Extract each line below that contains the string "deck", reproducing every such line verbatim.

+ + + + + + +

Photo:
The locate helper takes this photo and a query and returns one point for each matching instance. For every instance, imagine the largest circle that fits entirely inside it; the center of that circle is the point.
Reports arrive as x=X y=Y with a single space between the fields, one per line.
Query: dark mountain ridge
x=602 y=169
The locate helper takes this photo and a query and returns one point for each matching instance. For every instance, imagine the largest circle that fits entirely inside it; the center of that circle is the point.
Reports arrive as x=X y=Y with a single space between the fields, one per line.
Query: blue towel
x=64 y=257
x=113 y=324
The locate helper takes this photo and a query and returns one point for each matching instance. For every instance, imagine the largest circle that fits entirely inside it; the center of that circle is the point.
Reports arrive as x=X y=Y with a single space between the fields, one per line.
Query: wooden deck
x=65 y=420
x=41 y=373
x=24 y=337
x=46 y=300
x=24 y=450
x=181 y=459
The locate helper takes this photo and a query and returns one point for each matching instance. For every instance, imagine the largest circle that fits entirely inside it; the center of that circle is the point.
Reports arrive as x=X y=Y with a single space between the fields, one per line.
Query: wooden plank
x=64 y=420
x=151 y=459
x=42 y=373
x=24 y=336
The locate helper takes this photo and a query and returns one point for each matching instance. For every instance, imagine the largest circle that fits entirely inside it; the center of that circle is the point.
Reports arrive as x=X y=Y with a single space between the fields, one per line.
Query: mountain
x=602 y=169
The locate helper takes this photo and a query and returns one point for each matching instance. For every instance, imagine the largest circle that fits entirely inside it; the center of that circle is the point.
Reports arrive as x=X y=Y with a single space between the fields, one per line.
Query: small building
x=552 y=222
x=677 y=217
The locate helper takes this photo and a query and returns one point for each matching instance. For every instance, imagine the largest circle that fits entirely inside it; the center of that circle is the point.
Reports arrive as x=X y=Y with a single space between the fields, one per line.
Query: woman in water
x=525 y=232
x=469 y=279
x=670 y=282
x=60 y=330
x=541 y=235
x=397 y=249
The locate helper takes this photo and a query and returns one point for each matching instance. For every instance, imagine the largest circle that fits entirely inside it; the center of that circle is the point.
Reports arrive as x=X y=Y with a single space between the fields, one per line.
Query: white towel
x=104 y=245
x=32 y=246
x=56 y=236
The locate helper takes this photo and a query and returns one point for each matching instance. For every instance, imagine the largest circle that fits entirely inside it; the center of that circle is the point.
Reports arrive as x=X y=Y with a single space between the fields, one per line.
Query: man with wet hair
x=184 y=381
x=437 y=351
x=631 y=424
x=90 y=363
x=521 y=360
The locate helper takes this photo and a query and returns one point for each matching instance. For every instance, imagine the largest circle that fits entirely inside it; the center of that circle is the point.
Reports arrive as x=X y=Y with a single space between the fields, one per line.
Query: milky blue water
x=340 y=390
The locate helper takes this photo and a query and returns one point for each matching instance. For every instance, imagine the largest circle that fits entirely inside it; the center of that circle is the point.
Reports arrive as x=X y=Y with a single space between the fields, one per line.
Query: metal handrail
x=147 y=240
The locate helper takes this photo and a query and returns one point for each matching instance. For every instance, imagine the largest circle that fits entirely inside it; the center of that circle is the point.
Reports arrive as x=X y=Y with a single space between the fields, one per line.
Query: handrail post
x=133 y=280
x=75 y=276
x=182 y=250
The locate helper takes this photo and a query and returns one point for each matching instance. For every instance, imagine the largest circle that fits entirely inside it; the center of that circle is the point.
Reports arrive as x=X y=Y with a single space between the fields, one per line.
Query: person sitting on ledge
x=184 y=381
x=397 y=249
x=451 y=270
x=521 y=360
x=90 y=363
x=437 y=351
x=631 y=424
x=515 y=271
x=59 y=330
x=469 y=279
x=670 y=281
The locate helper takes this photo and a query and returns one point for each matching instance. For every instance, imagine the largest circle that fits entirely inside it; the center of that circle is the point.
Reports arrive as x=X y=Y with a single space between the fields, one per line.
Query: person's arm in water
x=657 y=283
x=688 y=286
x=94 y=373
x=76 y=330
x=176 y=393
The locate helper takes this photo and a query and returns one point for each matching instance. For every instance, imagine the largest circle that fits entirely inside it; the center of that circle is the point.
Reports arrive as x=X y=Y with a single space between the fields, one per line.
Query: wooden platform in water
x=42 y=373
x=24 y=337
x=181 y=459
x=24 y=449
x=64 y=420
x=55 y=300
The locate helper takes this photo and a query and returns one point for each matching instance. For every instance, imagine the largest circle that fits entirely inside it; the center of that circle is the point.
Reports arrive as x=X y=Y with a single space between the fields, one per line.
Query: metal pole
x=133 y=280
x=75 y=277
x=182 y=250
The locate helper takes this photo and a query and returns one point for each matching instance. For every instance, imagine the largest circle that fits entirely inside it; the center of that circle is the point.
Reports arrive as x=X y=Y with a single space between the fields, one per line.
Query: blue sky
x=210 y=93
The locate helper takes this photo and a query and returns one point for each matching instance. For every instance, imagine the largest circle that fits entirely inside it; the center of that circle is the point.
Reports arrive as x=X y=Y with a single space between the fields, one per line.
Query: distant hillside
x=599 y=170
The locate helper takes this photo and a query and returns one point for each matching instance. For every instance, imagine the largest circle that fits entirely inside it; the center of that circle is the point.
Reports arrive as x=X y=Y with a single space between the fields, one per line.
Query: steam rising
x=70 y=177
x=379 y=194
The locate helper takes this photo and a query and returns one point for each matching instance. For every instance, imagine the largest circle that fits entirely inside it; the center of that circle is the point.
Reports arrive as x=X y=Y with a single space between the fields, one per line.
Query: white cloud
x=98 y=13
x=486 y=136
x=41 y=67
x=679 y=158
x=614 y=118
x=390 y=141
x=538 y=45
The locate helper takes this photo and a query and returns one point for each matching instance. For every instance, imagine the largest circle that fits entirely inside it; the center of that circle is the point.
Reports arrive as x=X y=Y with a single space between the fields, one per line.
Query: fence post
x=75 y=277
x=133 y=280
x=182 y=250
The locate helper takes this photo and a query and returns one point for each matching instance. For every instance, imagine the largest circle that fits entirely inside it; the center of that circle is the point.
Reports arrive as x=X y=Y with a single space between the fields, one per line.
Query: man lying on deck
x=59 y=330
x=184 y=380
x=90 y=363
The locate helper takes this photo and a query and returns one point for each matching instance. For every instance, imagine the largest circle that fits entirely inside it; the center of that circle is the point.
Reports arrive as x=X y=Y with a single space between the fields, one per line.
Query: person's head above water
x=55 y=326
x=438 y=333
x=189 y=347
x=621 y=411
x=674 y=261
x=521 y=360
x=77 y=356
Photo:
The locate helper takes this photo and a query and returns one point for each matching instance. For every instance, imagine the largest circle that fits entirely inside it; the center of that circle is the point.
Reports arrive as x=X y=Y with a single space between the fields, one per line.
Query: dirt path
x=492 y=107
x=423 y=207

+ + + + + + +

THE RESPONSE -
Query: wooden deck
Query: man lying on deck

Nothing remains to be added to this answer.